“This freshman class is different”: How the new House progressives hit the ground running in the first 100 days
They’ve impressed their fellow colleagues and party leadership with a mix of policy and political chops that are well beyond their years in national elected office.
Somewhat lost in the drama of the 15-ballot race to elect Kevin McCarthy as House Speaker was the vibrant group of freshman progressive Democrats who were sworn in soon after to forcefully oppose his party’s legislative agenda and help theirs make the case for why voters should empower them with the majority next year.
The 16 new members, which helped the Congressional Progressive Caucus grow to its largest-ever membership this Congress, hit the ground running in the first 100 days with fresh enthusiasm and a sharp focus on the issues they campaigned on. And whether through legislation, on committees or in their communities, they’ve impressed their fellow colleagues and party leadership with a mix of policy and political chops that are well beyond their years in national elected office.
“I really do think that this freshman class is different,” Democratic Rep. Alexandria Ocasio-Cortez of New York said to Supercreator.” I think that the courage that they exhibit, the boldness, the independence that they’re willing to act on is really, really special.”
House Democratic Caucus Chair Pete Aguilar described the freshman as an incredible group of leaders who put people over politics in the legislation they advocate and their commitment to their constituents back home.
---
Answer from the article on the new House progressives:
1. How many ballots did the race to elect Kevin McCarthy as House Speaker take?
2. How many new members are in the group of freshman progressives?
3. Who is the House Democratic Caucus Chair?

Data:
---
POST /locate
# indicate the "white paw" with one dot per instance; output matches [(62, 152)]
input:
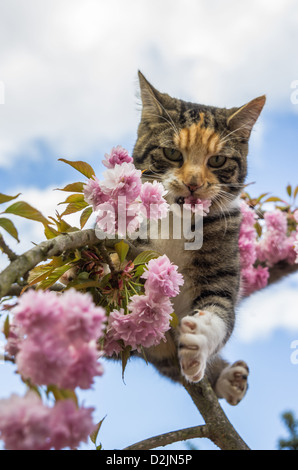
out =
[(200, 336), (232, 382)]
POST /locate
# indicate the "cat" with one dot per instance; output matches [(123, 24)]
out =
[(199, 151)]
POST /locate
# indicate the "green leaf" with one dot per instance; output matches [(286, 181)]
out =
[(80, 166), (121, 249), (73, 198), (78, 285), (139, 270), (94, 434), (23, 209), (85, 216), (5, 198), (50, 232), (73, 187), (53, 276), (9, 227), (74, 207), (145, 256), (39, 273)]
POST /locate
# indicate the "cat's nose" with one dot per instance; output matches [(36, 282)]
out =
[(193, 187)]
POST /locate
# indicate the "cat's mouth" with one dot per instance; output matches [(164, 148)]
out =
[(180, 200)]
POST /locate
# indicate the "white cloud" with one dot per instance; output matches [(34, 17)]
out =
[(272, 309), (69, 67)]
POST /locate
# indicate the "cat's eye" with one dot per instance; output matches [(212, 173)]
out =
[(173, 154), (217, 161)]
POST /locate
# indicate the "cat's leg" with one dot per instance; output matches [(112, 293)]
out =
[(229, 381)]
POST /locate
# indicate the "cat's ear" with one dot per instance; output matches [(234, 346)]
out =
[(151, 99), (242, 120)]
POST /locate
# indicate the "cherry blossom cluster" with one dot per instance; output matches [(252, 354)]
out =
[(121, 201), (53, 338), (258, 255), (149, 314), (28, 424)]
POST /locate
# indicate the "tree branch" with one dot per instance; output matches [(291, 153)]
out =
[(53, 247), (220, 430), (170, 437), (217, 428)]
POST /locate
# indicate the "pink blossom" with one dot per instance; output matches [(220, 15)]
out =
[(37, 310), (83, 367), (153, 203), (83, 319), (118, 156), (119, 218), (94, 194), (24, 423), (44, 358), (69, 424), (296, 248), (145, 326), (162, 277), (151, 317), (57, 338), (275, 245), (122, 180), (27, 424), (197, 206)]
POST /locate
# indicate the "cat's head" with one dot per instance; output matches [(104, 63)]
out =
[(194, 150)]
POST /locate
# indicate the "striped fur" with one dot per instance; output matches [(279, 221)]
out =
[(212, 274)]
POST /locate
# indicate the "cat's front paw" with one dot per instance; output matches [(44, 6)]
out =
[(232, 382), (200, 336)]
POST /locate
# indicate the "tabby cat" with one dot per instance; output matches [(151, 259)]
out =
[(200, 151)]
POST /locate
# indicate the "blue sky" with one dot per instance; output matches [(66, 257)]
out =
[(69, 71)]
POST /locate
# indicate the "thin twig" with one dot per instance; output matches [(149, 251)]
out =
[(170, 437), (8, 251)]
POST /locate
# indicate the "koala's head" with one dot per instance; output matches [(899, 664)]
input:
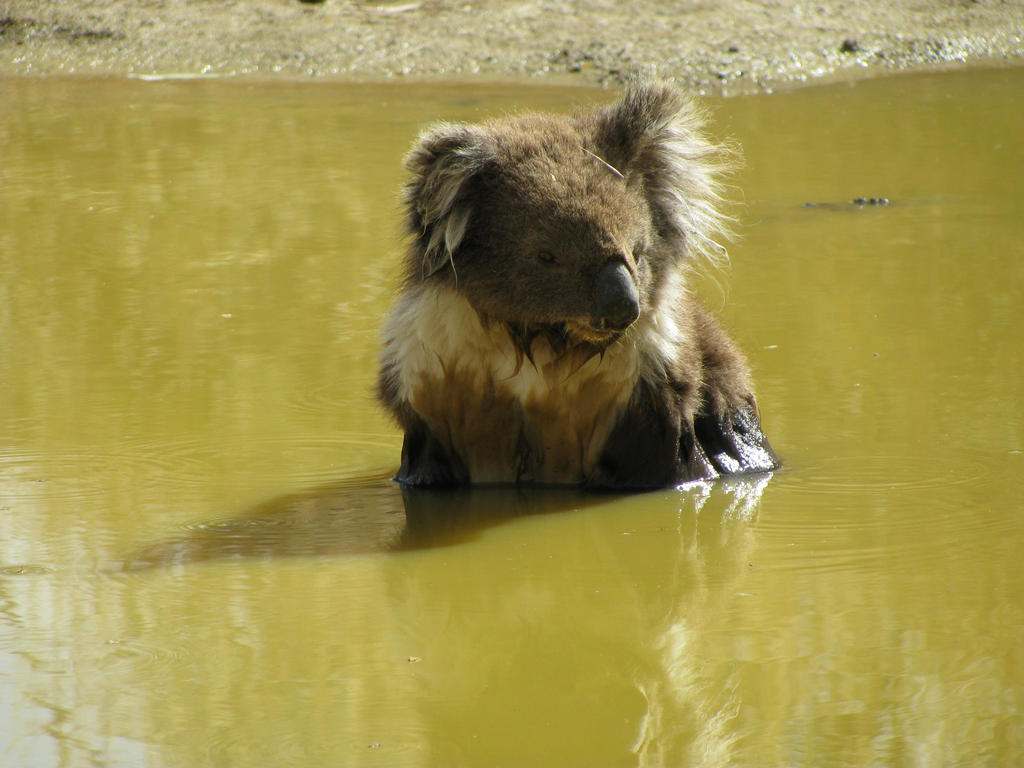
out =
[(570, 223)]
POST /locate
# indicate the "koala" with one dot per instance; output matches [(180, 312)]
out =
[(544, 333)]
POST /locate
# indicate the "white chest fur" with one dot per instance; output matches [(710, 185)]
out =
[(510, 419)]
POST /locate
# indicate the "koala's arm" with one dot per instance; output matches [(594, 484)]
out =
[(726, 426), (425, 460), (699, 424)]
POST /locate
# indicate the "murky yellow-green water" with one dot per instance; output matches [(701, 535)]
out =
[(202, 562)]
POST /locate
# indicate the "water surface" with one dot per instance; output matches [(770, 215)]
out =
[(202, 561)]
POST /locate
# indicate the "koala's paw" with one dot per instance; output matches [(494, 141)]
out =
[(425, 462), (732, 441)]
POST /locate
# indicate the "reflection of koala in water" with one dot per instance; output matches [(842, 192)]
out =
[(544, 333)]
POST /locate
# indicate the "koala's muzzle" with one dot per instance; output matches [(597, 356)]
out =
[(616, 303)]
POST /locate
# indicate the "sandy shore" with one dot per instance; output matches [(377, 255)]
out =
[(722, 47)]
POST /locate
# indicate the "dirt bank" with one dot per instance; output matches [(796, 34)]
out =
[(731, 46)]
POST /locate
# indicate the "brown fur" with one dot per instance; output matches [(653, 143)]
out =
[(543, 333)]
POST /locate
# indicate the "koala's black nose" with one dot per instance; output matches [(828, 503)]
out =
[(616, 302)]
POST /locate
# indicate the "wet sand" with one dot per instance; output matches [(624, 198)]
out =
[(727, 47)]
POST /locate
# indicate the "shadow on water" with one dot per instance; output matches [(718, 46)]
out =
[(373, 514)]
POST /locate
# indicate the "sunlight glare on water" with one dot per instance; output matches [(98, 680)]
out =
[(203, 562)]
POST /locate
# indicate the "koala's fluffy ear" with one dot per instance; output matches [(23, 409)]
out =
[(441, 165), (654, 136)]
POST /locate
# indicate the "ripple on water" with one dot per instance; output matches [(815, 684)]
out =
[(177, 464), (873, 512)]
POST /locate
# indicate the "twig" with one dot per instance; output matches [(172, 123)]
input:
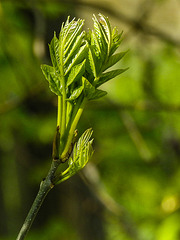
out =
[(45, 186)]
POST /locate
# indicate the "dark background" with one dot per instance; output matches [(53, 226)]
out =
[(131, 188)]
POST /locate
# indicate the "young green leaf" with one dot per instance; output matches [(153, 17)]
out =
[(76, 73), (113, 60), (52, 78), (81, 154), (76, 93), (54, 52)]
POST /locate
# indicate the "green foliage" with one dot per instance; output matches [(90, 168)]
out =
[(78, 54), (82, 152), (80, 62)]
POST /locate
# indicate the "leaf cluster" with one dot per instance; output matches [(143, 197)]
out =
[(81, 59)]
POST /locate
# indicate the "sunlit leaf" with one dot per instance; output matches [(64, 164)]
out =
[(76, 93), (52, 78), (113, 60), (76, 73)]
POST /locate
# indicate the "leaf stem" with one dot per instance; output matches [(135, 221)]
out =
[(73, 127), (45, 187), (59, 115)]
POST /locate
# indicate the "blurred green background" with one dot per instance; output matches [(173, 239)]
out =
[(131, 188)]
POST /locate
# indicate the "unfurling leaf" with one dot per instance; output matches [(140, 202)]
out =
[(76, 93), (51, 76), (81, 154), (76, 73)]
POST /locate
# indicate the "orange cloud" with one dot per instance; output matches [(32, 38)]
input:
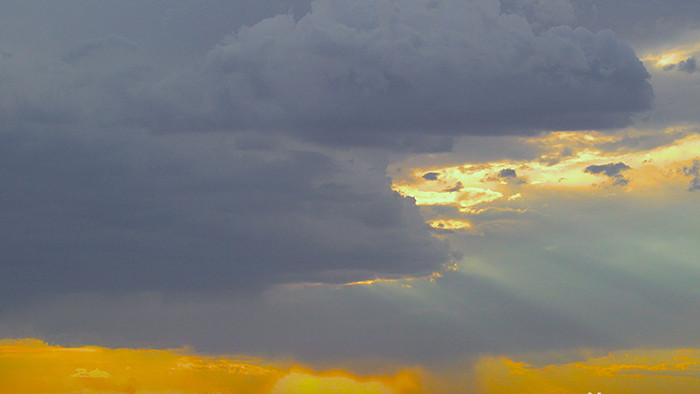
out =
[(30, 365), (632, 371)]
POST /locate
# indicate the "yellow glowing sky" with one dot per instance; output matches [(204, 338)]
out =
[(30, 365), (471, 187), (687, 47)]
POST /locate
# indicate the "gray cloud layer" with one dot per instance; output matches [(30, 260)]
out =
[(404, 75), (134, 212)]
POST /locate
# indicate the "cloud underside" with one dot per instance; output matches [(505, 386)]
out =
[(404, 75), (97, 204)]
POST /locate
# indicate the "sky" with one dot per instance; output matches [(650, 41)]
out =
[(372, 196)]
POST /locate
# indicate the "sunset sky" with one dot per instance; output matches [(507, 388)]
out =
[(380, 196)]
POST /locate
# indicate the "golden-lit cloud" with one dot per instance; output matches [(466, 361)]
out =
[(631, 371), (585, 162), (667, 55), (30, 365)]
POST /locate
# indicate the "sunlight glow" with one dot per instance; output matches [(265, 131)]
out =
[(96, 369)]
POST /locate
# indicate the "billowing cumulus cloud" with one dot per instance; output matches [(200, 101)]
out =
[(137, 212), (611, 170), (359, 72), (693, 172), (347, 183), (407, 75)]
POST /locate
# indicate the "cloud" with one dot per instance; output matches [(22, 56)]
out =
[(345, 72), (688, 65), (633, 370), (507, 173), (408, 76), (134, 212), (694, 172), (175, 370), (611, 170)]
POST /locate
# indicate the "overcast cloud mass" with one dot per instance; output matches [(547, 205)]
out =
[(410, 181)]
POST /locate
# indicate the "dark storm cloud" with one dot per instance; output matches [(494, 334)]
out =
[(348, 70), (641, 22), (611, 170), (131, 211), (406, 75)]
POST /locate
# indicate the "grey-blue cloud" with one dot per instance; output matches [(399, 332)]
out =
[(131, 212)]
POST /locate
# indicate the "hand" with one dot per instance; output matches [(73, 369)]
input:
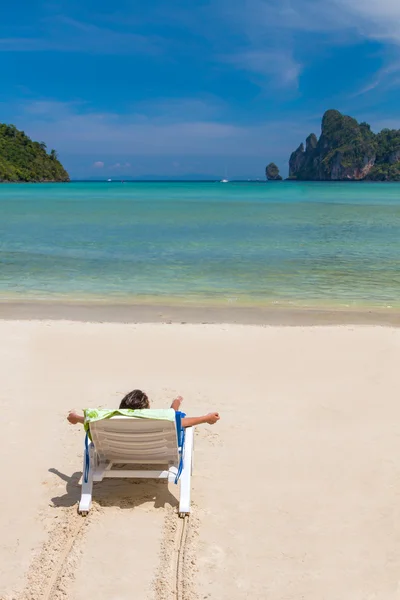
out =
[(73, 418), (177, 403), (212, 418)]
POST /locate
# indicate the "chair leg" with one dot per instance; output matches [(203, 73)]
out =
[(87, 486), (184, 500)]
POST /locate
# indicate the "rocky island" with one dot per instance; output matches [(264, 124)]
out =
[(272, 172), (347, 150), (22, 160)]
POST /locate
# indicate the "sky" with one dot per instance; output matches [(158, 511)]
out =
[(179, 89)]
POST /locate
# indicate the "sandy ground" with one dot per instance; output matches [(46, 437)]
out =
[(296, 490)]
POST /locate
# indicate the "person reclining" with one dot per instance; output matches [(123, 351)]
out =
[(138, 400)]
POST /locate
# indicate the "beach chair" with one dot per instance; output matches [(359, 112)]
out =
[(120, 443)]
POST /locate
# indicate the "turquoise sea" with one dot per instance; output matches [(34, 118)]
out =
[(284, 243)]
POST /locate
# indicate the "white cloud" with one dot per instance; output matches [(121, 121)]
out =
[(275, 64), (69, 129)]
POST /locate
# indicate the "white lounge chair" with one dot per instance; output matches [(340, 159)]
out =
[(122, 440)]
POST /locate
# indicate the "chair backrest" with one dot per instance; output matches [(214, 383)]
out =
[(140, 441)]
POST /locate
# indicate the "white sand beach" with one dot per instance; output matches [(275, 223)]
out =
[(296, 491)]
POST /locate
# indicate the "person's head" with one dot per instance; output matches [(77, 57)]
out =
[(136, 400)]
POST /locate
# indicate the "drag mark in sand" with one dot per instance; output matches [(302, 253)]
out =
[(177, 568), (53, 569)]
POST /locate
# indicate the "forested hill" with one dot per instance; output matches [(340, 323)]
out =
[(347, 150), (21, 159)]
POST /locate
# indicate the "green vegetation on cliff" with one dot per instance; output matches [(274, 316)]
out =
[(272, 172), (21, 159), (347, 150)]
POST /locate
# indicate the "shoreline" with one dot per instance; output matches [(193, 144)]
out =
[(147, 313)]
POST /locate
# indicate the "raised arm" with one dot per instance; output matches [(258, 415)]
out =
[(211, 419), (177, 403), (74, 418)]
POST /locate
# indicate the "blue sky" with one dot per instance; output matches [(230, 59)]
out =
[(136, 89)]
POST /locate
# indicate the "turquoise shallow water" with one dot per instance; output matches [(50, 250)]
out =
[(238, 243)]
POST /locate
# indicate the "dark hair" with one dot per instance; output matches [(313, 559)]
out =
[(136, 399)]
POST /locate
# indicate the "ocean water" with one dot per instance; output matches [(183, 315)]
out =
[(307, 244)]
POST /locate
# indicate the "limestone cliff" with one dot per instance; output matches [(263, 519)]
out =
[(272, 172), (347, 150)]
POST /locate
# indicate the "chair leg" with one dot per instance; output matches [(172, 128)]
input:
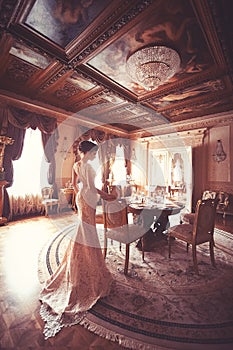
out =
[(46, 211), (105, 246), (126, 259), (169, 246), (194, 251), (142, 245), (211, 245)]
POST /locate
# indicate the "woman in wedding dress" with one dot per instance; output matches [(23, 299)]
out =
[(82, 277)]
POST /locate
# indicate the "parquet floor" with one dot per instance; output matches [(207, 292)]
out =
[(20, 324)]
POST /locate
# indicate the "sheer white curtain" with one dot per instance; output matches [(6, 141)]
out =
[(30, 170)]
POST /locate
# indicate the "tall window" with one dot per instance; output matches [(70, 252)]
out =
[(31, 169)]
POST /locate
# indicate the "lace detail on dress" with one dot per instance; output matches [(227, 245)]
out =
[(82, 278), (54, 322)]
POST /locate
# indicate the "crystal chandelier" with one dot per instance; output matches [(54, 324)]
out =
[(153, 65), (219, 155)]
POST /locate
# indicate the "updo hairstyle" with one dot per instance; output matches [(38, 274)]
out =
[(87, 146)]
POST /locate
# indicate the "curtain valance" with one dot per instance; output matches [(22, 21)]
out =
[(13, 124)]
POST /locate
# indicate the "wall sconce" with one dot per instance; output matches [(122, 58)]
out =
[(65, 147), (219, 155)]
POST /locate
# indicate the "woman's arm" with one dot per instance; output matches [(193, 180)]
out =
[(91, 183), (74, 181), (106, 196)]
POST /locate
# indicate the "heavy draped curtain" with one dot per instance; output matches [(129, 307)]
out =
[(13, 123)]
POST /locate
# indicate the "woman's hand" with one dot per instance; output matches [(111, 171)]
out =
[(106, 196)]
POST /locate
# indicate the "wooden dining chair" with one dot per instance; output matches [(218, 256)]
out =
[(48, 201), (201, 231), (117, 227), (188, 218)]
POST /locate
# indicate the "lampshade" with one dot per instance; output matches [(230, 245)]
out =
[(153, 65), (219, 155)]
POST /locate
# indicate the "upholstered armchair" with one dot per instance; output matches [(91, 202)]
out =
[(188, 218), (200, 232)]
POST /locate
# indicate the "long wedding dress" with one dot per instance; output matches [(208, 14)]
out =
[(82, 277)]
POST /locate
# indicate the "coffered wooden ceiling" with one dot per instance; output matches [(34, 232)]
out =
[(67, 59)]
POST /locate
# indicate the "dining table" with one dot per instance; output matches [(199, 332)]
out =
[(155, 219)]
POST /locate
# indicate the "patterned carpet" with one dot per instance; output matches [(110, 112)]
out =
[(162, 302)]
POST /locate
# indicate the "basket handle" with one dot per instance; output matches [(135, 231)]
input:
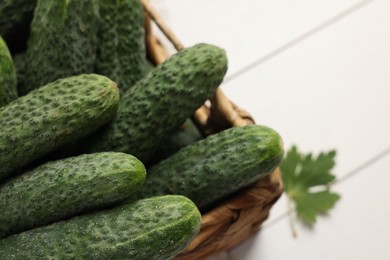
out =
[(221, 112)]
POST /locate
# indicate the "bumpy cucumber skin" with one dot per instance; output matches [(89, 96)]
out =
[(187, 134), (61, 189), (20, 64), (152, 228), (54, 115), (216, 166), (158, 104), (121, 52), (62, 42), (15, 19), (8, 91)]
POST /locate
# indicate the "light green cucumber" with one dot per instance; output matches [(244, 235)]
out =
[(216, 166), (8, 91), (62, 41), (64, 188), (52, 116), (152, 228), (157, 105), (121, 52)]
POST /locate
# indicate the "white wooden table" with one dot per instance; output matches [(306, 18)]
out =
[(318, 72)]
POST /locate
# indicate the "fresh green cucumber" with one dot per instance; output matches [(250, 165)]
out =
[(187, 134), (121, 50), (20, 64), (152, 228), (215, 166), (62, 42), (8, 90), (15, 20), (160, 102), (52, 116), (61, 189)]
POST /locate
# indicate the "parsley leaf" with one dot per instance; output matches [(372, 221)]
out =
[(301, 173)]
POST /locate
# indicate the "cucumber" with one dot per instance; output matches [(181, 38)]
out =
[(187, 134), (15, 20), (52, 116), (62, 42), (157, 105), (20, 64), (216, 166), (8, 90), (61, 189), (152, 228), (121, 52)]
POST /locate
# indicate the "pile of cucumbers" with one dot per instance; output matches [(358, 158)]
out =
[(99, 158)]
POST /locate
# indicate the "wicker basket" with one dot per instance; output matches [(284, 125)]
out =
[(241, 215)]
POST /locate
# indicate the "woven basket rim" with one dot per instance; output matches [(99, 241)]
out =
[(221, 227)]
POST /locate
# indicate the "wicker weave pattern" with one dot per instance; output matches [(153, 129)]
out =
[(240, 216)]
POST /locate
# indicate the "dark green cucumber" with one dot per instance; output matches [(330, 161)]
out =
[(187, 134), (20, 64), (52, 116), (62, 42), (153, 228), (160, 102), (8, 90), (15, 20), (215, 166), (61, 189), (121, 50)]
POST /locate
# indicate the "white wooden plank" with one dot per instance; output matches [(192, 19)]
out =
[(357, 228), (329, 92), (250, 30)]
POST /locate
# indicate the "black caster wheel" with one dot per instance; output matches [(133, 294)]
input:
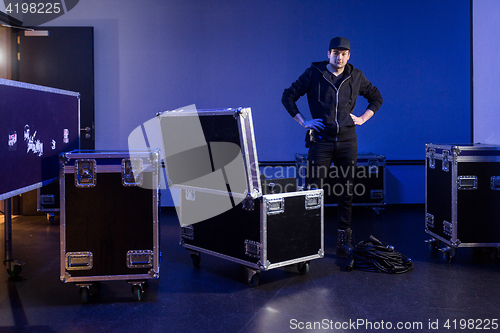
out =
[(433, 244), (195, 257), (84, 294), (14, 268), (495, 255), (15, 271), (448, 254), (253, 277), (137, 291), (303, 267)]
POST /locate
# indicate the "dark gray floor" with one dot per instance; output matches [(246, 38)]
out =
[(216, 298)]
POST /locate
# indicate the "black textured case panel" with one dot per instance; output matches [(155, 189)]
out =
[(463, 194), (369, 182), (109, 220)]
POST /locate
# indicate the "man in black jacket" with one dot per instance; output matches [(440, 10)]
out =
[(332, 87)]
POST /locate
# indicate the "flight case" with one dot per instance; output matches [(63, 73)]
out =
[(223, 211), (462, 197), (109, 218), (369, 183)]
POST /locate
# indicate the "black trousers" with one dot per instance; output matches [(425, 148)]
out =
[(344, 156)]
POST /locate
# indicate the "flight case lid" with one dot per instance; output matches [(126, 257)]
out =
[(211, 150)]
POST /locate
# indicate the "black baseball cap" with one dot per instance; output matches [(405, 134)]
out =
[(340, 43)]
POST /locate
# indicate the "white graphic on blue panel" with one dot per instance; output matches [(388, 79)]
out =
[(33, 144)]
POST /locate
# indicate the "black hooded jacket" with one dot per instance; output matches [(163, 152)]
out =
[(330, 104)]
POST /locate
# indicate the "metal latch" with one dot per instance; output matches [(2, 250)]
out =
[(47, 199), (132, 172), (79, 261), (432, 158), (446, 162), (85, 173), (467, 182), (140, 259), (495, 182), (448, 228), (275, 206), (373, 167), (429, 220), (252, 249), (188, 232), (313, 201), (376, 194)]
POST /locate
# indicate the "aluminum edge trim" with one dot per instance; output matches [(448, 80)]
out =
[(263, 232), (220, 255), (31, 86), (62, 227)]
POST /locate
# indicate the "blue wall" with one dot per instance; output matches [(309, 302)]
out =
[(153, 56)]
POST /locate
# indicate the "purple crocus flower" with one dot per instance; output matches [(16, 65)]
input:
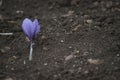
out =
[(31, 29)]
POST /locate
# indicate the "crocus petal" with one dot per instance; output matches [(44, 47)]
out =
[(26, 26), (37, 27)]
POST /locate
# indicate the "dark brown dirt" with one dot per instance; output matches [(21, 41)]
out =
[(76, 42)]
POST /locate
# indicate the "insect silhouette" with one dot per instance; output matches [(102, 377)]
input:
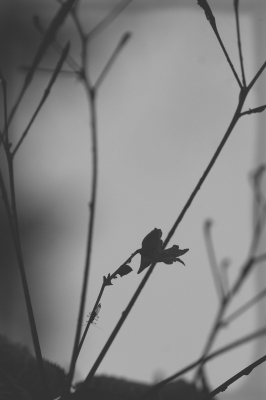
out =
[(94, 315)]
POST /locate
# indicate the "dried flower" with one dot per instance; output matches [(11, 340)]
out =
[(152, 251)]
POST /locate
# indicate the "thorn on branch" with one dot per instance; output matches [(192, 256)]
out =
[(208, 12), (253, 110)]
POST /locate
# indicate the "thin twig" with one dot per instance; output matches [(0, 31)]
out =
[(106, 347), (236, 4), (58, 47), (241, 310), (210, 17), (112, 59), (48, 39), (106, 282), (19, 256), (254, 110), (91, 94), (3, 83), (201, 360), (45, 96), (212, 259), (245, 371)]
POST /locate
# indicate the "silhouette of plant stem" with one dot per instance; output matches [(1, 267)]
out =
[(239, 342), (106, 282), (213, 262), (91, 92), (236, 4), (48, 39), (44, 97), (245, 371)]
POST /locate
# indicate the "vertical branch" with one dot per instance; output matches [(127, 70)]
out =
[(236, 4), (92, 104), (213, 263), (18, 250)]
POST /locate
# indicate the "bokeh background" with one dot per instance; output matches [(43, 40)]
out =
[(162, 111)]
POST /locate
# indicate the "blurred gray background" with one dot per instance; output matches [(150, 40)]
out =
[(162, 112)]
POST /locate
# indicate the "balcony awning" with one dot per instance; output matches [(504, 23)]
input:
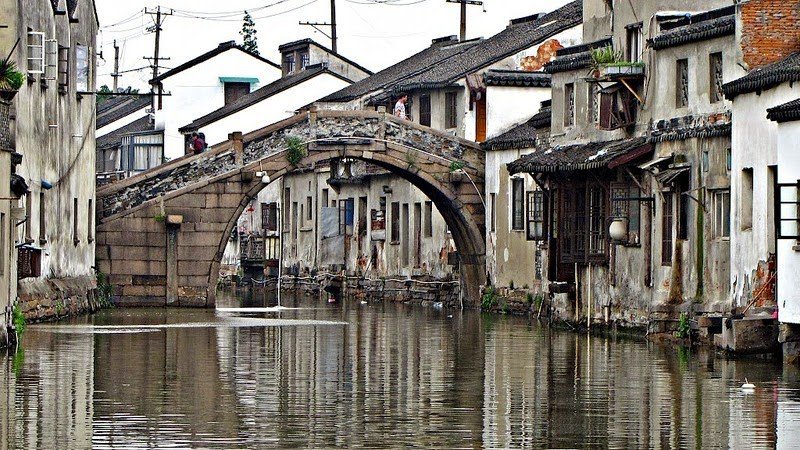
---
Full response:
1. 15
2. 16
3. Pete Aguilar